━━━━━ Provided records

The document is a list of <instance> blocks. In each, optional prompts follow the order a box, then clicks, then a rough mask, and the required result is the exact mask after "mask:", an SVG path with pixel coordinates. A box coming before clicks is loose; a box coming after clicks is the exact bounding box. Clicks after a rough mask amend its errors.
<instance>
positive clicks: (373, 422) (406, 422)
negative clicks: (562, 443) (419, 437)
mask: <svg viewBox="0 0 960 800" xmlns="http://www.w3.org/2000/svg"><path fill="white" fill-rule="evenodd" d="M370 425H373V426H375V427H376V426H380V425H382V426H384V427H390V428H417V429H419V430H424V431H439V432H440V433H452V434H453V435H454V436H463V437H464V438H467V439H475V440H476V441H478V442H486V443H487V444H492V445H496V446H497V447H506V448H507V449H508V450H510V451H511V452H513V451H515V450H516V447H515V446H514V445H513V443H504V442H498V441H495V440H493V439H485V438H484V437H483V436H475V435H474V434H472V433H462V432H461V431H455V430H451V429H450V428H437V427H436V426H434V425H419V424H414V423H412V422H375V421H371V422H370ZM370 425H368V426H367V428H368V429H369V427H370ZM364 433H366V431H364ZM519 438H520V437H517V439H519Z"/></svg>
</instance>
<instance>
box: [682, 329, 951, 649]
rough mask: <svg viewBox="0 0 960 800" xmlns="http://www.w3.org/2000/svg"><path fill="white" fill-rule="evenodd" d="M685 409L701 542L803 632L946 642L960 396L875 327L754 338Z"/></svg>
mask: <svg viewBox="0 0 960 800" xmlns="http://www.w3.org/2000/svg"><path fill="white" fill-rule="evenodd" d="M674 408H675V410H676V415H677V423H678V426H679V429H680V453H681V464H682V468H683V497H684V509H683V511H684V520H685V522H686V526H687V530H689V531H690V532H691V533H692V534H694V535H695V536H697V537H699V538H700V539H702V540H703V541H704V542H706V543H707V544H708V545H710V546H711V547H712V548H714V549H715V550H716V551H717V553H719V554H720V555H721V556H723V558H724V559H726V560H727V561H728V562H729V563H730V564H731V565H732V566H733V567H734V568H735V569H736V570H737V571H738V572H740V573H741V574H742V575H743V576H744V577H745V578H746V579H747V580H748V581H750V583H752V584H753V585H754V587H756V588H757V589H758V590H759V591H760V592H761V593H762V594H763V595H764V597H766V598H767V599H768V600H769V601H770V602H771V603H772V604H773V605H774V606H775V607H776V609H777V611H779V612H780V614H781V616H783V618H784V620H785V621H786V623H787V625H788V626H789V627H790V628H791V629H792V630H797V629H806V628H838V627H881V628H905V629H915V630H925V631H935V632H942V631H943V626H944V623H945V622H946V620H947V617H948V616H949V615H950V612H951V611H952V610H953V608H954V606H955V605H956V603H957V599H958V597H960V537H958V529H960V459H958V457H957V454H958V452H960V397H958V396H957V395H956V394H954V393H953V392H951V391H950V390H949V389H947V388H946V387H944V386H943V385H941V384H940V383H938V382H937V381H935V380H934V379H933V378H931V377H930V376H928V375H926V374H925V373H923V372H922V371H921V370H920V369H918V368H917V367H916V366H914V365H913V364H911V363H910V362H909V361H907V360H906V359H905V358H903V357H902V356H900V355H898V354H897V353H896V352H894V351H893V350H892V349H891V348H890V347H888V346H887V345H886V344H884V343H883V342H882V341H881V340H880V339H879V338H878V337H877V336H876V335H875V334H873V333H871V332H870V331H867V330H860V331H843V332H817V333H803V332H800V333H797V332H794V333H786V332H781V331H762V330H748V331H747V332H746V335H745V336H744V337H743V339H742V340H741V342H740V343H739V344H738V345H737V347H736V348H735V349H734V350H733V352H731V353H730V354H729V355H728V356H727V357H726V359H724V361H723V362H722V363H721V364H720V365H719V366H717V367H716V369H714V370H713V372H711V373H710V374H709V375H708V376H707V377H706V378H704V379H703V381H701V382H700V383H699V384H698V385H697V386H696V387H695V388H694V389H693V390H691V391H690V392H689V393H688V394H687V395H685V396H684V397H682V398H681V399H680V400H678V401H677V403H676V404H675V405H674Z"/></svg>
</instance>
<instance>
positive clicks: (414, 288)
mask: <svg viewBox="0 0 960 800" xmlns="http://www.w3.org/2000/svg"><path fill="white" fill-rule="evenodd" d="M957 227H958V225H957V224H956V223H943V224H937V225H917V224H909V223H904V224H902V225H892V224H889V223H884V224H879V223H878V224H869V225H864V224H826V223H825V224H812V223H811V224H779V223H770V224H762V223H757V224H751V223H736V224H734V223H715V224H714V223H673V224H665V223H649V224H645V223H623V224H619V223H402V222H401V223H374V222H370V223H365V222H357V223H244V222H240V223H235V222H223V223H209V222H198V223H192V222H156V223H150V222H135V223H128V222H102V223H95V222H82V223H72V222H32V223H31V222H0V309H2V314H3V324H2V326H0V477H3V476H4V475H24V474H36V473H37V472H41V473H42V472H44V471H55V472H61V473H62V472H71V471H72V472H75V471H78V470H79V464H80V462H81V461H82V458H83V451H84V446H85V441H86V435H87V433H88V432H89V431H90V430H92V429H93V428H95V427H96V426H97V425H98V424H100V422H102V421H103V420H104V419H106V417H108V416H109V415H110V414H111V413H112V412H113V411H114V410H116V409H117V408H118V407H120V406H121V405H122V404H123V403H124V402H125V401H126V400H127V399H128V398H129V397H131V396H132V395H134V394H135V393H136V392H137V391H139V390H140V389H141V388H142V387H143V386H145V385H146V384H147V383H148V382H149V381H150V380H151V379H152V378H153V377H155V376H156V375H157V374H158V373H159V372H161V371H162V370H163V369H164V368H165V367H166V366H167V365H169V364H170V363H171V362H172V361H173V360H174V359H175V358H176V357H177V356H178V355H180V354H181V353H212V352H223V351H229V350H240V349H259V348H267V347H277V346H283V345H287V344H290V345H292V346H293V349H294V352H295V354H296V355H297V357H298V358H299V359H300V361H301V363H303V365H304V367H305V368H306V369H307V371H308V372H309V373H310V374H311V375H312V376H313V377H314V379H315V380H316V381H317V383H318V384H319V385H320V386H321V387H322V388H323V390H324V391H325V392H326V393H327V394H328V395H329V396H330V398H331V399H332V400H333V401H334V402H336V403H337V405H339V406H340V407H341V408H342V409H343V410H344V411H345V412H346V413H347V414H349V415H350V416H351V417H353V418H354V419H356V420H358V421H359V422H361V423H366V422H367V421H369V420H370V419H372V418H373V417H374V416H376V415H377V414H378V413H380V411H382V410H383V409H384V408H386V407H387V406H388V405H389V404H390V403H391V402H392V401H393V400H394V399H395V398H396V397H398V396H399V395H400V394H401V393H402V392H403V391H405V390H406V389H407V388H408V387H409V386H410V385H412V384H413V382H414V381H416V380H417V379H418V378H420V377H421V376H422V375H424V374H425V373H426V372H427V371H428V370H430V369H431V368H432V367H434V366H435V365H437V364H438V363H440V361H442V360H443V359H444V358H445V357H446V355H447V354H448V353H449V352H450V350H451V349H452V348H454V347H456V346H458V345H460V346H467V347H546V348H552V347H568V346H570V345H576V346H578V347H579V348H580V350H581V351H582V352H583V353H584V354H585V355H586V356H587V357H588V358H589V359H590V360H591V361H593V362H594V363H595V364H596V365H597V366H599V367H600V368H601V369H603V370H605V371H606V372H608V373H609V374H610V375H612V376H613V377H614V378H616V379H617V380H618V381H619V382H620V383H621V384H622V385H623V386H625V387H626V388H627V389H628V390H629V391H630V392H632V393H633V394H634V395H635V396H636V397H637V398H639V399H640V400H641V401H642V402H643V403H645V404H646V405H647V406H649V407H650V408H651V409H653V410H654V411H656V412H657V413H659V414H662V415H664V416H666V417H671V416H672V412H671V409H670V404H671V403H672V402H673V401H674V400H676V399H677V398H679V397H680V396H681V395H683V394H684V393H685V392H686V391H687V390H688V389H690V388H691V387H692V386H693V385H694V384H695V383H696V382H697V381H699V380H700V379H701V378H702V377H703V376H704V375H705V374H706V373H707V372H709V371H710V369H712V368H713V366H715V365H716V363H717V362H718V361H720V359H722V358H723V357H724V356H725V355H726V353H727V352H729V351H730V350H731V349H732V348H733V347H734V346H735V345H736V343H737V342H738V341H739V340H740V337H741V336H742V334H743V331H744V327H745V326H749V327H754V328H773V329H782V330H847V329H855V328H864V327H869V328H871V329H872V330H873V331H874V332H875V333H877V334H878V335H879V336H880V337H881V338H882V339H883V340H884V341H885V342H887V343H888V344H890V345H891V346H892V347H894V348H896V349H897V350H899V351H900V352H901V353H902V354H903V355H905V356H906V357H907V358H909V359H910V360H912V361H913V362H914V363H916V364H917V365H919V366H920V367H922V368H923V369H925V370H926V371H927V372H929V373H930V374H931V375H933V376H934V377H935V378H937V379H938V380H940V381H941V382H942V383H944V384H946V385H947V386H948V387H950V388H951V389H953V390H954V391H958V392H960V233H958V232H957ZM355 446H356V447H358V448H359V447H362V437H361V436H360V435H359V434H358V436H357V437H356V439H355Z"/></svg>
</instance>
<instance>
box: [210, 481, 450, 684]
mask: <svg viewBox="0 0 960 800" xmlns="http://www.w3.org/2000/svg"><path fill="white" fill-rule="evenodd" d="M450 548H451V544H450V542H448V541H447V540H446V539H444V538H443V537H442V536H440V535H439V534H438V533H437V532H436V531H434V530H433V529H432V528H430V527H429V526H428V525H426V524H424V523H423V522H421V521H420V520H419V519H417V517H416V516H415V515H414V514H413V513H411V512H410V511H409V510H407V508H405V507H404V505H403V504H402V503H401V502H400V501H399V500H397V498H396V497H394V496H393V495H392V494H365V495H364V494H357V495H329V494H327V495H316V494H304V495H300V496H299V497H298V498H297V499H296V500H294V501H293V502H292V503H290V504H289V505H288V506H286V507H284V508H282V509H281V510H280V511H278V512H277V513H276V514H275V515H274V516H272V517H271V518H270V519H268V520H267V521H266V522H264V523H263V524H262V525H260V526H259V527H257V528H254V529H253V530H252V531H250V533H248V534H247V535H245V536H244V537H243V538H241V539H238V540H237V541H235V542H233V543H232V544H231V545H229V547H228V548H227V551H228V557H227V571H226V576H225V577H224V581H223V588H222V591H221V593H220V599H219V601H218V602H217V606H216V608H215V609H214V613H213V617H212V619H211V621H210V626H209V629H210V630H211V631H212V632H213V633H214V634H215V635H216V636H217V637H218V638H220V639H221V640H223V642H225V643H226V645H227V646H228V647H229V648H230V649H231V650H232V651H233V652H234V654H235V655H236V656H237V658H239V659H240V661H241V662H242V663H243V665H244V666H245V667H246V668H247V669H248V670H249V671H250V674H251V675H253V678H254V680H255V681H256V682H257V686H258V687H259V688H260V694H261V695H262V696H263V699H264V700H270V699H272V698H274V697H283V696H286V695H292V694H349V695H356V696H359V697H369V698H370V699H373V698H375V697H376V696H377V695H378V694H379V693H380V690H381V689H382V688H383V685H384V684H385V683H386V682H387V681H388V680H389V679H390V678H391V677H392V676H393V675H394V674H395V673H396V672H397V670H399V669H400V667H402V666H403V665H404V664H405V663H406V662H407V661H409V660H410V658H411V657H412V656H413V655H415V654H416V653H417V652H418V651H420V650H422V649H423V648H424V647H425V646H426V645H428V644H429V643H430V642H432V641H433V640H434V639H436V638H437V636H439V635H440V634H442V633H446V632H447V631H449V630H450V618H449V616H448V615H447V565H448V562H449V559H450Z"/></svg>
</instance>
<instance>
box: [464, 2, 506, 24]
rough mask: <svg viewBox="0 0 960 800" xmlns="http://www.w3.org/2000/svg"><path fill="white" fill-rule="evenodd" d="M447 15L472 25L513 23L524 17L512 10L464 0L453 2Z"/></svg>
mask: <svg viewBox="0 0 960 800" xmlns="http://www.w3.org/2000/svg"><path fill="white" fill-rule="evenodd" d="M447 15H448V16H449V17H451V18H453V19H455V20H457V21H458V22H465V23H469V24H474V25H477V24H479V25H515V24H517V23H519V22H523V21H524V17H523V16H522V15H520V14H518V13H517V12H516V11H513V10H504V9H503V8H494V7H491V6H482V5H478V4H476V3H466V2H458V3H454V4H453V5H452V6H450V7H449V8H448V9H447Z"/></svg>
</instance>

━━━━━━━━━━

*The task:* Set down exactly the lines above that run from the start of the listing to the line with "positive clicks: (373, 422) (406, 422)". Leave out every later line.

*Task response:*
The document is a list of <instance> blocks. In each, optional prompts follow the order a box, then clicks, then a rough mask, and the required result is the exact mask after "mask:", an SVG path with pixel coordinates. A box coming before clicks is loose; a box coming after clicks is the exact bounding box. Clicks after a rough mask amend its errors.
<instance>
positive clicks: (373, 422) (406, 422)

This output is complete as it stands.